**REQUIRED WORK**
Quote exactly, and only, the lines from the one with "Can you see the crystal" through the end of the listing.

Dataset excerpt:

· · · · · · ·

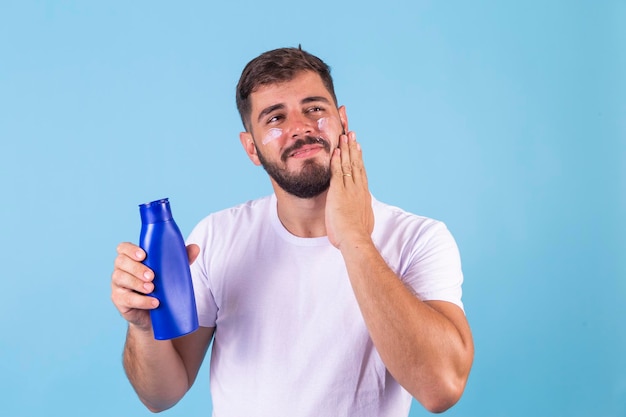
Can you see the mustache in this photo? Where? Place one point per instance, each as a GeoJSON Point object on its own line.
{"type": "Point", "coordinates": [307, 140]}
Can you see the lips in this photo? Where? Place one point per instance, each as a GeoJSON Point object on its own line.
{"type": "Point", "coordinates": [305, 151]}
{"type": "Point", "coordinates": [304, 148]}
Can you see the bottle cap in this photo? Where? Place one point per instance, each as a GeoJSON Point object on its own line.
{"type": "Point", "coordinates": [155, 211]}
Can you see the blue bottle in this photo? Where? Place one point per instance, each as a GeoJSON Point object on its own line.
{"type": "Point", "coordinates": [163, 243]}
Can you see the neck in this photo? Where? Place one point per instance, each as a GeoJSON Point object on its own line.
{"type": "Point", "coordinates": [302, 217]}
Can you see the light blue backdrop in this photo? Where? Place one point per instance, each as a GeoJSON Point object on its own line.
{"type": "Point", "coordinates": [506, 120]}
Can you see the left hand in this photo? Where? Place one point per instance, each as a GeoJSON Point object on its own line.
{"type": "Point", "coordinates": [349, 215]}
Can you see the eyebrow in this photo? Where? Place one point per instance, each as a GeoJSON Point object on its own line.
{"type": "Point", "coordinates": [280, 106]}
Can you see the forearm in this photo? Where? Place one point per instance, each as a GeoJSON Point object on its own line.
{"type": "Point", "coordinates": [155, 369]}
{"type": "Point", "coordinates": [422, 348]}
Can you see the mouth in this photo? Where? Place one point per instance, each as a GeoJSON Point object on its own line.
{"type": "Point", "coordinates": [306, 151]}
{"type": "Point", "coordinates": [305, 148]}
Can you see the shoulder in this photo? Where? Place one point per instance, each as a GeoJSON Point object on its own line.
{"type": "Point", "coordinates": [243, 215]}
{"type": "Point", "coordinates": [393, 220]}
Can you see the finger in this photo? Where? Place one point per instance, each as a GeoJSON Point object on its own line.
{"type": "Point", "coordinates": [346, 162]}
{"type": "Point", "coordinates": [122, 279]}
{"type": "Point", "coordinates": [193, 251]}
{"type": "Point", "coordinates": [126, 300]}
{"type": "Point", "coordinates": [133, 267]}
{"type": "Point", "coordinates": [356, 159]}
{"type": "Point", "coordinates": [335, 164]}
{"type": "Point", "coordinates": [131, 250]}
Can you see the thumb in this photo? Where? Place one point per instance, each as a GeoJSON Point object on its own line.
{"type": "Point", "coordinates": [192, 252]}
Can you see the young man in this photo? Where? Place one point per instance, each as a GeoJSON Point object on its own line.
{"type": "Point", "coordinates": [321, 300]}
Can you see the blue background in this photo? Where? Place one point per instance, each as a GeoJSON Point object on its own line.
{"type": "Point", "coordinates": [506, 120]}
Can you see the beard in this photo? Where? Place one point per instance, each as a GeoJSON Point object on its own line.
{"type": "Point", "coordinates": [312, 180]}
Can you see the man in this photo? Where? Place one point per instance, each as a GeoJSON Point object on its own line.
{"type": "Point", "coordinates": [321, 300]}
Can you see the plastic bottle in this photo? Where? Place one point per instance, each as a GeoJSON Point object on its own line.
{"type": "Point", "coordinates": [160, 237]}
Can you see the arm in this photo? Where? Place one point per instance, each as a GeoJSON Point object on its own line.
{"type": "Point", "coordinates": [161, 371]}
{"type": "Point", "coordinates": [426, 346]}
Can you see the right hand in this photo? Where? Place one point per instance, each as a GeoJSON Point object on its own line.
{"type": "Point", "coordinates": [131, 281]}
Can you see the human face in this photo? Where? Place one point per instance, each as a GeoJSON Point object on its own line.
{"type": "Point", "coordinates": [294, 126]}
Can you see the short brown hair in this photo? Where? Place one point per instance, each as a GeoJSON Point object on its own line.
{"type": "Point", "coordinates": [277, 66]}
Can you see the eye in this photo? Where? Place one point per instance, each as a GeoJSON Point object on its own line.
{"type": "Point", "coordinates": [315, 109]}
{"type": "Point", "coordinates": [274, 119]}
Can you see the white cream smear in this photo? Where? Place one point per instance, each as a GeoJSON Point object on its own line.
{"type": "Point", "coordinates": [272, 134]}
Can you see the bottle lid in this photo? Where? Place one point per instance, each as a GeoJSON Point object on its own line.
{"type": "Point", "coordinates": [155, 211]}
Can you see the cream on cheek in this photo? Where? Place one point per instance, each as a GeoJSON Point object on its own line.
{"type": "Point", "coordinates": [271, 135]}
{"type": "Point", "coordinates": [325, 126]}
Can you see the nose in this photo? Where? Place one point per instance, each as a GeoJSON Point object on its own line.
{"type": "Point", "coordinates": [301, 126]}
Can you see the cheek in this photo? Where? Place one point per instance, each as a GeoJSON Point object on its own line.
{"type": "Point", "coordinates": [272, 135]}
{"type": "Point", "coordinates": [329, 127]}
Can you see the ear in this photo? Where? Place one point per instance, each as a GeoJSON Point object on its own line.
{"type": "Point", "coordinates": [250, 147]}
{"type": "Point", "coordinates": [343, 116]}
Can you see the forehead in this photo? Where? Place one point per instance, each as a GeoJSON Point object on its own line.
{"type": "Point", "coordinates": [303, 85]}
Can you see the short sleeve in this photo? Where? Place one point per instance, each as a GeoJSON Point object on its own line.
{"type": "Point", "coordinates": [205, 302]}
{"type": "Point", "coordinates": [434, 270]}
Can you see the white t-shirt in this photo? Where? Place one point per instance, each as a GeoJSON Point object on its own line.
{"type": "Point", "coordinates": [289, 336]}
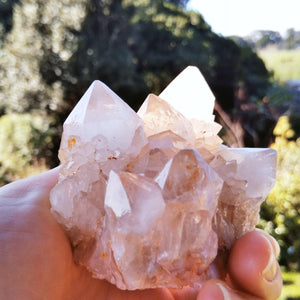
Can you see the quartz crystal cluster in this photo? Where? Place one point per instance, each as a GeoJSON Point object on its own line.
{"type": "Point", "coordinates": [153, 199]}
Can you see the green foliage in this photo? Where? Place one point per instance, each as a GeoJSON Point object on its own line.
{"type": "Point", "coordinates": [24, 140]}
{"type": "Point", "coordinates": [284, 63]}
{"type": "Point", "coordinates": [56, 48]}
{"type": "Point", "coordinates": [281, 211]}
{"type": "Point", "coordinates": [291, 286]}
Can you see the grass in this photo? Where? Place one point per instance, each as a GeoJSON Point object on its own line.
{"type": "Point", "coordinates": [291, 286]}
{"type": "Point", "coordinates": [284, 63]}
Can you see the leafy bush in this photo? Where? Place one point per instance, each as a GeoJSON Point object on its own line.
{"type": "Point", "coordinates": [24, 140]}
{"type": "Point", "coordinates": [281, 211]}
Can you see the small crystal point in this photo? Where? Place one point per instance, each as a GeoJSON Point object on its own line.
{"type": "Point", "coordinates": [103, 118]}
{"type": "Point", "coordinates": [190, 94]}
{"type": "Point", "coordinates": [158, 116]}
{"type": "Point", "coordinates": [153, 200]}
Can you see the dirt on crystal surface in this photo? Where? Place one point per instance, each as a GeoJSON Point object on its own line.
{"type": "Point", "coordinates": [154, 199]}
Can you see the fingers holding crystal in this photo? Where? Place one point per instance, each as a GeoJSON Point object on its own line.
{"type": "Point", "coordinates": [253, 266]}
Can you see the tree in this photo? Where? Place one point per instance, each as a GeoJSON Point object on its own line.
{"type": "Point", "coordinates": [56, 49]}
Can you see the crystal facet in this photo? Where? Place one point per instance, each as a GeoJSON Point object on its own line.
{"type": "Point", "coordinates": [153, 199]}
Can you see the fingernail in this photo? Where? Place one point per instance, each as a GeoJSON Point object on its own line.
{"type": "Point", "coordinates": [270, 270]}
{"type": "Point", "coordinates": [224, 291]}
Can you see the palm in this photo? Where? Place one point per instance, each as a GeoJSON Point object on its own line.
{"type": "Point", "coordinates": [36, 256]}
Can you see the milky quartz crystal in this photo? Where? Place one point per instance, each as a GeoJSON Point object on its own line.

· · · · · · ·

**ANSWER TO THIS TASK**
Can you see the crystal facet in this photo? Where? Place one point per instance, each as a GeoJSON Point object on its own line.
{"type": "Point", "coordinates": [153, 199]}
Can you see the fingernail in this photo? Where? Place one point per instance, each as a GeoJSON Point object on its own line.
{"type": "Point", "coordinates": [270, 270]}
{"type": "Point", "coordinates": [224, 291]}
Can you see the palm in this photo? Where? Place one point per instance, each as a GeoJSON Point object on its own line.
{"type": "Point", "coordinates": [36, 256]}
Can you see the milky quartz crystal in this photo? Where? Place one point per instance, each as a GeoJSON Point object on its own line.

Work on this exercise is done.